| What needs to be done |
Down to the last line, restate the records word for word, but not the pictures.

| The data |
▼

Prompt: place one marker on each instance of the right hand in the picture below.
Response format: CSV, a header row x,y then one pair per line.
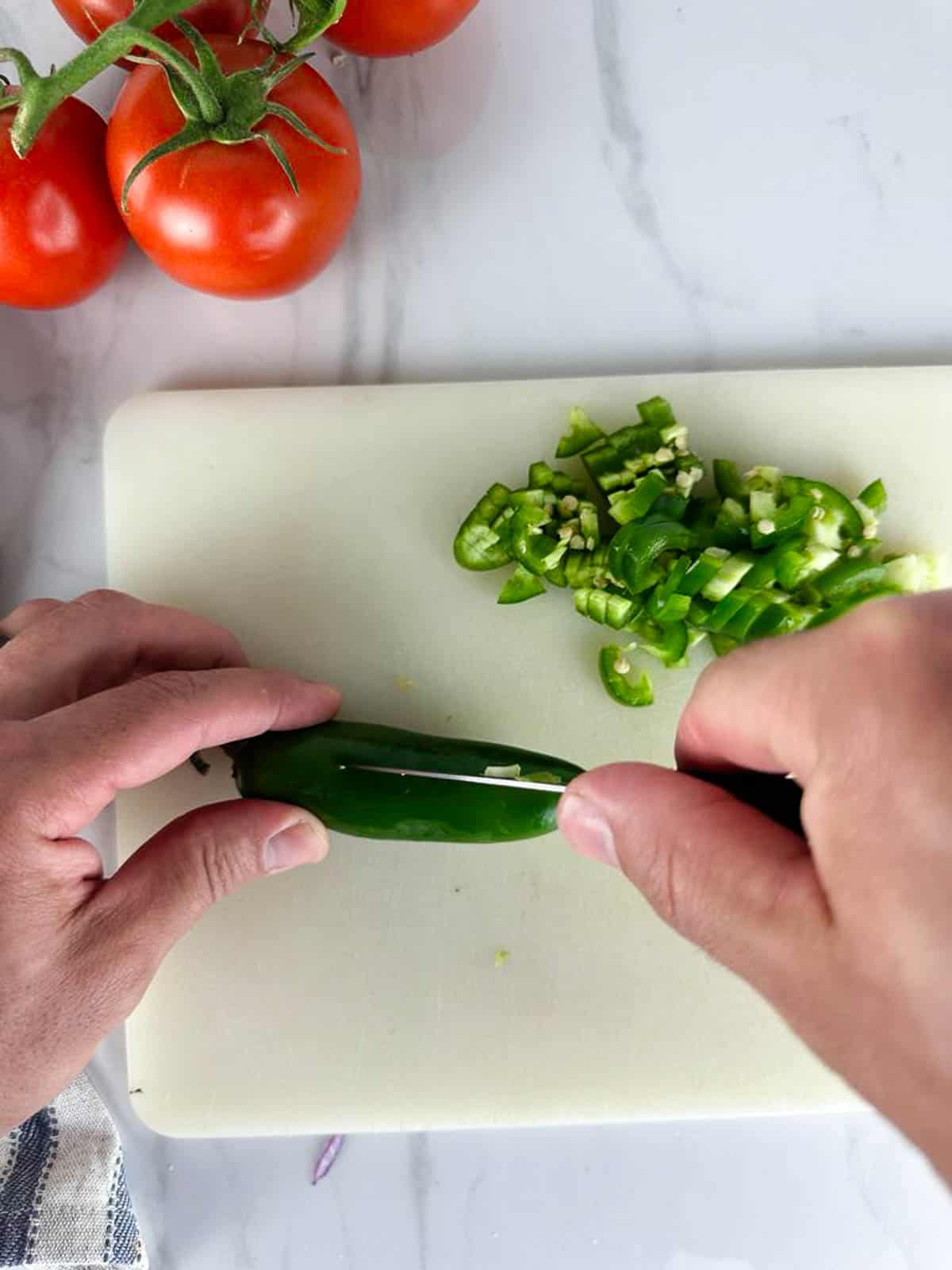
x,y
850,933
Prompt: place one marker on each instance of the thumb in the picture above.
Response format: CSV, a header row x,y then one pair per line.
x,y
720,873
200,859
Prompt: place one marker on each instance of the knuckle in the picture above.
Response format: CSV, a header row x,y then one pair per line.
x,y
884,632
171,687
105,600
224,867
31,611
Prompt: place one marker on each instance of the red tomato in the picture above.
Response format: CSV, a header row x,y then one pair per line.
x,y
225,219
60,233
89,18
386,29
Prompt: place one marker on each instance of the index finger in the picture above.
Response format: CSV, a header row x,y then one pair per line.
x,y
757,709
79,757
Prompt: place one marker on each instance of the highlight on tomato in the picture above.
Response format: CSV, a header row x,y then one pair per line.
x,y
226,219
61,237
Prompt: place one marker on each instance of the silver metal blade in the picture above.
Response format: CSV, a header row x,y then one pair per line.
x,y
501,783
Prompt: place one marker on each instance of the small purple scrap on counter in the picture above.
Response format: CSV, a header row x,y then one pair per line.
x,y
328,1159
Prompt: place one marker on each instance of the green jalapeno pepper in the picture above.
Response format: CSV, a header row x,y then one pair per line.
x,y
317,768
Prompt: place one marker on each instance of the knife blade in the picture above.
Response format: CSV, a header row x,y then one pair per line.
x,y
501,781
778,798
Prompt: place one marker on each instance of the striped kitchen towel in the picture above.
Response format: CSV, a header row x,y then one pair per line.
x,y
63,1200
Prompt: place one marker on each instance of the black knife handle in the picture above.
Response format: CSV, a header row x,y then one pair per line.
x,y
776,797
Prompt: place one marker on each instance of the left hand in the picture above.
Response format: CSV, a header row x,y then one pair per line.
x,y
95,696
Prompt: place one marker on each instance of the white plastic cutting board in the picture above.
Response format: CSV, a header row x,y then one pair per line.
x,y
365,994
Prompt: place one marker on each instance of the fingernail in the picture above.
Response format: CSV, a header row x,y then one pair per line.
x,y
588,831
302,844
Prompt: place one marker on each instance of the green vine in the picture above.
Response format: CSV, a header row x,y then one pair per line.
x,y
216,107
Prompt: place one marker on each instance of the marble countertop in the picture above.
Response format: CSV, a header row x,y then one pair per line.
x,y
562,188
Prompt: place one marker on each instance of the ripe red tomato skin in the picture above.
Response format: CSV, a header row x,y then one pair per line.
x,y
60,234
381,29
89,18
225,219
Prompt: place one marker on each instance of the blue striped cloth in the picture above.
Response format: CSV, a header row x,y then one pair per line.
x,y
63,1199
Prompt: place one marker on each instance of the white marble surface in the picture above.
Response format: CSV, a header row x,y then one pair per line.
x,y
570,186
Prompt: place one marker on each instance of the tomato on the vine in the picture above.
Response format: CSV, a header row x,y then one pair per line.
x,y
60,233
384,29
224,217
89,18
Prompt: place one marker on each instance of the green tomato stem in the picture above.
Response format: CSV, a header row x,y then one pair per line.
x,y
209,103
41,94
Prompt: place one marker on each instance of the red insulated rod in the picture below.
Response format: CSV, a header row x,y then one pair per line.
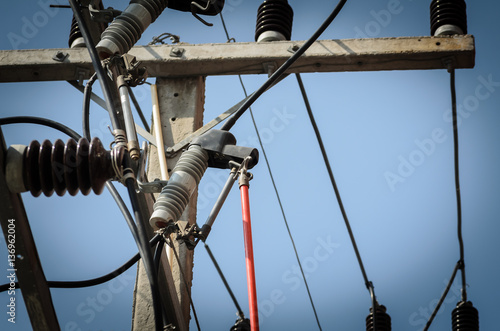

▲

| Your solution |
Prompt: place one marker on each instance of the right hand in the picture below.
Response format: CSV, a header row x,y then one pair per line.
x,y
850,933
Prompt: place one marker on each instance of the thumb in the picture above.
Response format: CSV, a header row x,y then one pair per line.
x,y
720,873
200,859
Prompt: place one marker on each instance of the knuckle in the picture above.
Response format: CSV, a header row x,y then one pair per line.
x,y
884,632
171,687
105,600
224,867
31,611
Prompt: place one marker on each instance of the red tomato in the picture above.
Response format: CSV, a header row x,y then one pair per line.
x,y
225,219
60,233
89,18
386,29
Prompt: place one marker on each instance of the index finger in the picture above.
Response format: CSV, a header row x,y then one pair per line.
x,y
757,709
79,757
Prompt: place one marker on each instance of the highlight on tomato in the picture above.
Response format: CSV, a header row x,y then one pair per line.
x,y
226,219
61,237
Prompt: place one marker on each instance of the silver metal blade in the picture above.
Response format: CSV, a header row x,y then one pair per line.
x,y
501,783
Prompt: place one marker on each instance of the small purple scrap on counter in the picture above.
Response format: CSV, a header row x,y then one pair per line.
x,y
328,1159
Prompt: place one marker on each instance of the green jalapeno pepper in the picture above.
Response format: CSV, a header row x,y then one pair per line.
x,y
317,768
Prompt: place one marker on each instance of the knife blade in the picture above.
Response format: CSV, a header row x,y then one pair per line.
x,y
501,781
778,798
Prompt: place one marker on each instance of the striped kitchen towel in the picture above.
Response format: CSV, a header row x,y then one pair per line.
x,y
63,1200
Prompt: place one marker on each instance of the black knife handle in the picture above.
Response format: CSV, a header row x,y then one pair per line.
x,y
776,797
Prompt: place one marker on each instance of the left hand in the picture above.
Response format: CSV, a header row x,y then one pair per line.
x,y
95,696
Prompt: place one marker on each instance of the white plastic cutting board in the picture above.
Response format: CSV, a header row x,y then one pair per line.
x,y
365,994
Prompt: place one marker on each instance of the fingernail in the picture above.
Response format: CSV, a header row x,y then one pair per line.
x,y
588,831
302,844
Prompt: place one marker on each instance of the green vine in the picture above.
Response format: CSV, a header row x,y then one pair per line.
x,y
216,107
Prompt: place one marker on each instance of the marble countertop in the picture above.
Response format: CSV, a header row x,y then one pair per line.
x,y
562,188
Prompt: place one marker on each instance of the ripe red tomato skin in the picture above.
Response format: CSV, a header row x,y then one pair per line.
x,y
60,234
381,29
89,18
225,219
Prompt: place one marker on each instance of the blue striped cloth in the picture above.
Response format: CSV, a header row x,y then one pair per line.
x,y
63,1199
Prompt: place one marker on each instance of the white marble surface in the picture above.
Response format: CSV, a header row x,y then one pair per line.
x,y
570,186
Prompt: place one marker on each instance of the tomato on the vine in the picture above.
Response format: CSV, a header row x,y then one pair per line.
x,y
60,233
384,29
224,217
89,18
Prompt: place one marker on each instance of the green tomato stem in the picture above.
Response format: CSV, a header row x,y then one pair per line.
x,y
209,103
41,94
Prompt: place one marker on each instance of the red insulated rod in the picture below.
Response format: CSV, a header row x,y then one pair per line.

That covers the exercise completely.